## Problem description
Each record below should appear again exactly as written.

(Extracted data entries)
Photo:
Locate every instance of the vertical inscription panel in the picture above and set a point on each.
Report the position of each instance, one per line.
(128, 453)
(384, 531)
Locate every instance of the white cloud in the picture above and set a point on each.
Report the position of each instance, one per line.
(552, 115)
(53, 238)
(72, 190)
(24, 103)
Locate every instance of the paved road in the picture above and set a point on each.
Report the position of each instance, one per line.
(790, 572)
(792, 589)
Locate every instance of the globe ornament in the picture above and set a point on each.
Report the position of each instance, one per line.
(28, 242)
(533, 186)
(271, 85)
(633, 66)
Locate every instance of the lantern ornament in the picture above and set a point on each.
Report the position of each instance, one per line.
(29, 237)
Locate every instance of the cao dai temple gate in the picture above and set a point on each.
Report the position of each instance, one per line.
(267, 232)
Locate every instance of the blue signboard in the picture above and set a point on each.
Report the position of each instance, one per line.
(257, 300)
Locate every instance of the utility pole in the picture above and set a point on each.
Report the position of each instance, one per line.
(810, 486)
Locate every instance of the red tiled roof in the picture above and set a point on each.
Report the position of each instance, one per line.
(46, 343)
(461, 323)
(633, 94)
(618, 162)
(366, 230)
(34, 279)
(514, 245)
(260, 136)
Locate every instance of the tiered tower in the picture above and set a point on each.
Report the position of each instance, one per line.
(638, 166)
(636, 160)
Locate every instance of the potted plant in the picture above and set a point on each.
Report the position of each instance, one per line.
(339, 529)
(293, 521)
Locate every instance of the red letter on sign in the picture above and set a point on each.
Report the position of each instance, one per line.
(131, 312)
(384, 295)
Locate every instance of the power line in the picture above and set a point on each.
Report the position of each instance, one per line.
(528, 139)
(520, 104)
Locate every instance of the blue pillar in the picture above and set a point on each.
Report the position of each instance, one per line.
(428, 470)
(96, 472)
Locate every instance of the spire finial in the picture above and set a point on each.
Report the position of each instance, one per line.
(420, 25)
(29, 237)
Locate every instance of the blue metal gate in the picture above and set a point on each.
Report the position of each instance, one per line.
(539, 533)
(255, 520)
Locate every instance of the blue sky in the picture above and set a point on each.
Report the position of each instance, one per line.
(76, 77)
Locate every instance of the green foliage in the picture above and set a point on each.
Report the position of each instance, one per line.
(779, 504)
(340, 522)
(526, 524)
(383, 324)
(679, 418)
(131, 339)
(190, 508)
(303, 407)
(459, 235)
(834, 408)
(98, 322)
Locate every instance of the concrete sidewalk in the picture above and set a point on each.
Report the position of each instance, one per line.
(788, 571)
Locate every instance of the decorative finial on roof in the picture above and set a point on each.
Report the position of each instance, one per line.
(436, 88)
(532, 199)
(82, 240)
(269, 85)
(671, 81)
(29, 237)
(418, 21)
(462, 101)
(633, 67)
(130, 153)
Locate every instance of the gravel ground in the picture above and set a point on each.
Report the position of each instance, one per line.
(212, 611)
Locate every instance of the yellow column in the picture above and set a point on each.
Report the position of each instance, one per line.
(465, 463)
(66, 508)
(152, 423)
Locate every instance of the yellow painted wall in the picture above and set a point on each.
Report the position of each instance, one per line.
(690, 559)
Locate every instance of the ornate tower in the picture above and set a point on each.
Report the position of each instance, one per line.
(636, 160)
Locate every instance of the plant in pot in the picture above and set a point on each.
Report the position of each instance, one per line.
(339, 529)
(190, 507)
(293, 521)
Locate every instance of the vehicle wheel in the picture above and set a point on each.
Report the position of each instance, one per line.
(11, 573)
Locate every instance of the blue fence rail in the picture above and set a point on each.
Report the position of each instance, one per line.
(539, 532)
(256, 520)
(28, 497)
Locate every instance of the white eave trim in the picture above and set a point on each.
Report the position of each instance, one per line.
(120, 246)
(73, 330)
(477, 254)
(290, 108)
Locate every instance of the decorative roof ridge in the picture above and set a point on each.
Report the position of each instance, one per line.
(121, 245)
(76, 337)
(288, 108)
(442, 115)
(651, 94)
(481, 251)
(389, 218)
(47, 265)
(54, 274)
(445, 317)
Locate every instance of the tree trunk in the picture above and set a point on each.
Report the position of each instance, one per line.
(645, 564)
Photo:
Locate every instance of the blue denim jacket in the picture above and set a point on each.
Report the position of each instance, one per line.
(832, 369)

## Solution to the exercise
Photo:
Locate every instance of the vertical inscription panel in the picture above and set a point on each.
Report the position of each instance, one per line.
(128, 453)
(384, 531)
Locate every instance of the white cloud in the picture above and set a point on each.
Report the position of each instance, one per line.
(552, 115)
(53, 238)
(72, 190)
(24, 103)
Locate every instance of the paved road in the picture above and set a point on each.
Report the position of each instance, one per line.
(790, 572)
(792, 589)
Locate every instance of the globe ornament in the picture above and set a point on each.
Report the position of each instance, one per line.
(28, 242)
(533, 186)
(271, 85)
(633, 66)
Locate every instance of the lantern ornament in the picture above and set a point on each.
Report the position of each instance, one per line.
(29, 237)
Locate every instance of the cao dai temple gate in the picture above and set a point on each.
Report the position of each instance, one per line.
(267, 232)
Locate every instance of the blue signboard in the picture above and set a point on each.
Report the position of each instance, one per line.
(257, 300)
Locate every instance of the utility pole in the picture above and set a point on each.
Report the position of each instance, one per line.
(810, 486)
Locate every instance of the red tiled roof in the picture above and set a point on each.
Report the position of each instance, one per line.
(46, 343)
(461, 323)
(633, 94)
(618, 162)
(366, 230)
(34, 279)
(514, 245)
(260, 136)
Locate every instance of the tiered tower in the picture above and set a point on each.
Report the position of each instance, one per line.
(638, 166)
(636, 160)
Locate every instance of the potted plant in the picture above and set a point on each.
Report the position of each instance, one per line.
(339, 529)
(293, 521)
Locate every instance of the red letter on sign in the picture above and set a point on each.
Report the position of each instance, one per line.
(131, 312)
(384, 295)
Locate every instance of the power line in the picture above and set a point on each.
Report the position of each instance, one per line.
(528, 139)
(520, 104)
Locate every instance of the blue pillar in the picture above and set a point on each.
Report the position of each instance, one per line.
(428, 470)
(96, 472)
Locate every instance of the spire finial in the picture above and set a point on each.
Report the position of each instance, one per line.
(420, 25)
(29, 237)
Locate every instance of the blue metal gate in the picture above and set a point on each.
Report the position of each instance, one per line.
(539, 533)
(255, 520)
Locate every instance of the blue sky in the picture above and set a point on each.
Report the position of each instance, one per line.
(76, 77)
Locate every instance of the green foliage in the picture above and set a point on each.
Report the position of each instance, one per line.
(779, 504)
(340, 522)
(526, 524)
(383, 324)
(679, 418)
(131, 339)
(190, 508)
(303, 407)
(459, 235)
(834, 408)
(98, 322)
Locate every instance of the concrete sidewalk in the picture above and set a point on each.
Report the position of each instance, one per line.
(788, 571)
Locate every instance of the decorative finial on roof in the picture above and set a point on each.
Report the position of each instance, one per line.
(436, 88)
(532, 199)
(82, 240)
(269, 85)
(671, 81)
(29, 237)
(418, 21)
(462, 101)
(633, 67)
(130, 153)
Locate every instance of the gravel ground in the picture above and set a point on each.
Report the position of each instance, one per line.
(212, 611)
Locate every instance of the yellow column in the picture above and set a point on each.
Report the position of each instance, one per line.
(465, 463)
(66, 508)
(152, 423)
Locate every instance of the yellow painted wall in the picture above and set a point on each.
Report the position of each instance, one per line.
(690, 559)
Locate every instance of the ornate tower in the picture above and set a point on each.
Report the position of each instance, one per line.
(636, 160)
Locate every instance of the plant in pot in the picture above and set a point on each.
Report the position of each instance, one per line.
(339, 529)
(190, 507)
(293, 521)
Locate every instance of the vehicle wheel in the picture above and set a point on each.
Report the position of each instance, one per line.
(11, 573)
Locate every instance of the blue fence rail in the picture above and set a point on each.
Report the position of each instance, one per line.
(539, 532)
(256, 520)
(28, 497)
Locate every instance of the white eave trim in the picture above and set a point on each.
Report the position of each instance, one per line.
(120, 246)
(73, 330)
(477, 254)
(290, 108)
Locate every instance of the decorative roof ridge in the picture above and set a point on each.
Report the position of each instance, one per line.
(121, 245)
(76, 337)
(288, 108)
(442, 115)
(651, 94)
(481, 251)
(389, 218)
(47, 265)
(54, 274)
(445, 317)
Locate every instance of the tree trunk in the picture above and set a point on each.
Report the position of each instance, one per line.
(645, 564)
Photo:
Locate every instance of the blue denim jacket in the picture above and set a point on each.
Report the position of each instance, one per line.
(832, 369)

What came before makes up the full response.